YOUR ASSIGNMENT —
The records below are to be restated word for word, with every picture left out.

#### MATERIAL FOR THE TASK ####

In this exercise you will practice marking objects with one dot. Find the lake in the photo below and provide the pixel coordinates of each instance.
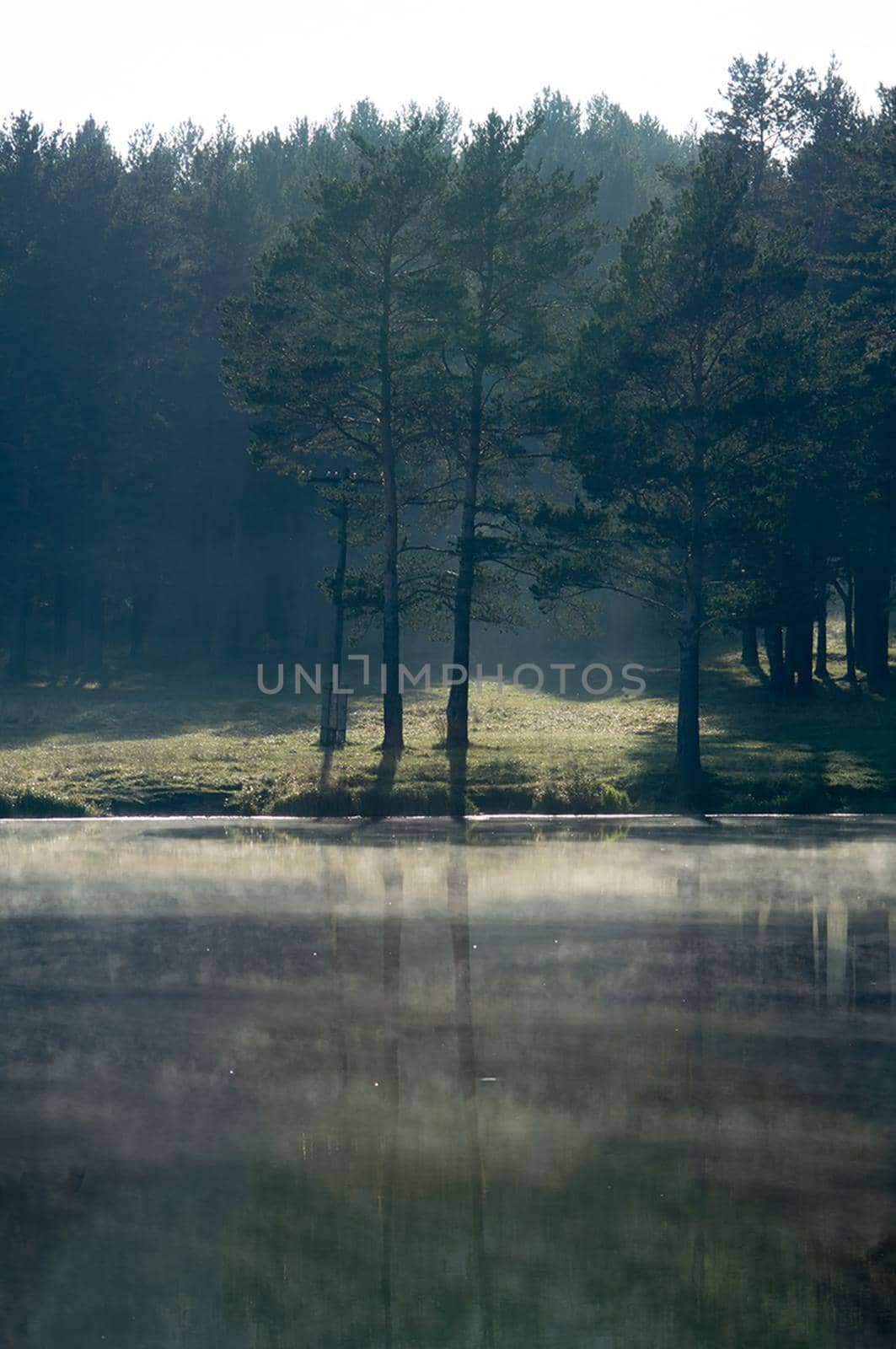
(270, 1085)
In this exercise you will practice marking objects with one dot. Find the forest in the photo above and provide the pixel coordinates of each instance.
(429, 377)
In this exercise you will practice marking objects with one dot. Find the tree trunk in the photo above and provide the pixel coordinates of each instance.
(328, 733)
(749, 647)
(774, 637)
(689, 766)
(846, 597)
(799, 658)
(689, 725)
(393, 701)
(872, 620)
(458, 712)
(60, 618)
(821, 656)
(141, 609)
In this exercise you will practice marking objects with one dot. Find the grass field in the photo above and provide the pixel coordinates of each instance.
(180, 746)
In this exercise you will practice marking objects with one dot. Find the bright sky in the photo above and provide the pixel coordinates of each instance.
(265, 62)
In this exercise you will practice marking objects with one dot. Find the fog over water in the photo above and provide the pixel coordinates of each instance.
(354, 1083)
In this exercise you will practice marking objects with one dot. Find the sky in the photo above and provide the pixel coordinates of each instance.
(263, 62)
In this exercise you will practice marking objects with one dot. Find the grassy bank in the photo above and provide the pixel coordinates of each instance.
(200, 748)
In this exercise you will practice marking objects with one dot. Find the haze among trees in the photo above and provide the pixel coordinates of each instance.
(561, 352)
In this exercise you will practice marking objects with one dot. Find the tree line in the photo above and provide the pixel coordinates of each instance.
(713, 405)
(134, 528)
(561, 352)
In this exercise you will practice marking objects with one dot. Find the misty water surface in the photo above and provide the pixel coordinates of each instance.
(359, 1086)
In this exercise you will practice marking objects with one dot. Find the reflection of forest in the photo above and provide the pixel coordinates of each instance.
(415, 1115)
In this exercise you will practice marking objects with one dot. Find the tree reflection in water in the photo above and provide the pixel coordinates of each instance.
(273, 1128)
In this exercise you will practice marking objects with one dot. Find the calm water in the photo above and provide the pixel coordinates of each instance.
(266, 1088)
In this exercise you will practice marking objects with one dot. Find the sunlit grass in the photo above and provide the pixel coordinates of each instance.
(199, 746)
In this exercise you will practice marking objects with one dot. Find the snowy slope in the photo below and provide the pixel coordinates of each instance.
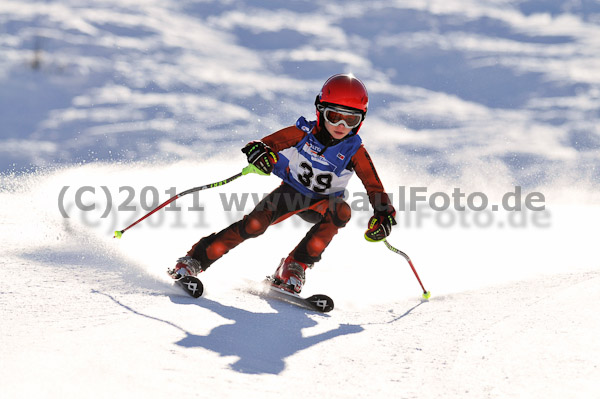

####

EXERCISE SOLUTION —
In this exercise you will practice marking objects with one dot. Find the lake in the photo below and provide the pixel coordinates of each instance.
(270, 1085)
In this exercise you will practice marking objects with one dot. Find the forest in the photo above and provide the pixel coordinates of each instance.
(429, 377)
In this exercise you will practice marking objects with one dot. Find the tree trunk in the photo above and provide the pixel coordinates of each instance.
(328, 733)
(749, 647)
(774, 637)
(689, 766)
(846, 597)
(799, 658)
(689, 725)
(393, 701)
(872, 620)
(458, 712)
(60, 618)
(821, 656)
(141, 609)
In this exercise you will practice marking objects with one dot. Find the grass field in the photo above and provide the pixel coordinates of each instance.
(180, 746)
In this exercise you will practice marking objects with one dot. Find the bright sky in the photo above and provide the pixel coordinates of each instance.
(265, 62)
In this exercise you will practice marking objects with one dot. Find the fog over water in the photo above and provide the pixel coordinates of each instance.
(354, 1083)
In this exercise you will practice marking objects with one dot. Find the sky in the photo above and provide the pixel coordinates of each instance.
(263, 62)
In this exercise you will practice marking objects with one dot. Find the grassy bank in the photo above and provide the pixel coordinates of each instance.
(200, 748)
In this exercise you will practice marking objects with one dot. Find the haze among trees in the photo above and provide the pixel coordinates of each instance.
(561, 352)
In this exercise you will practice marking objects with one dot. Find the tree line in the photo above and provide the pixel coordinates of each instance.
(713, 405)
(134, 528)
(561, 352)
In this exercise you will practice marking objects with one dot. Find the misty water surface in the photo above and provide the pixel coordinates of each instance.
(359, 1086)
In this exercise you will practice marking objects with one dot. Find the reflection of forest in the photo above and provide the pixel coordinates of each instance.
(415, 1115)
In this exercise you will practice marking objects with one dot. Find the tree reflection in water in the photo above and provide the pixel coordinates of each instance.
(273, 1128)
In this exercise you will practice marking objects with one dot. Find the calm water in the photo above and provide the pixel coordinates of each instance.
(266, 1088)
In this exercise you will practice marking objects with one dot. Find the sunlit grass in the photo above and provide the pixel coordinates of each instance.
(199, 746)
In this exercise you will practice marking objects with one dot. Find the snowy slope in the photo below and provide the pixel coordinates of each instance.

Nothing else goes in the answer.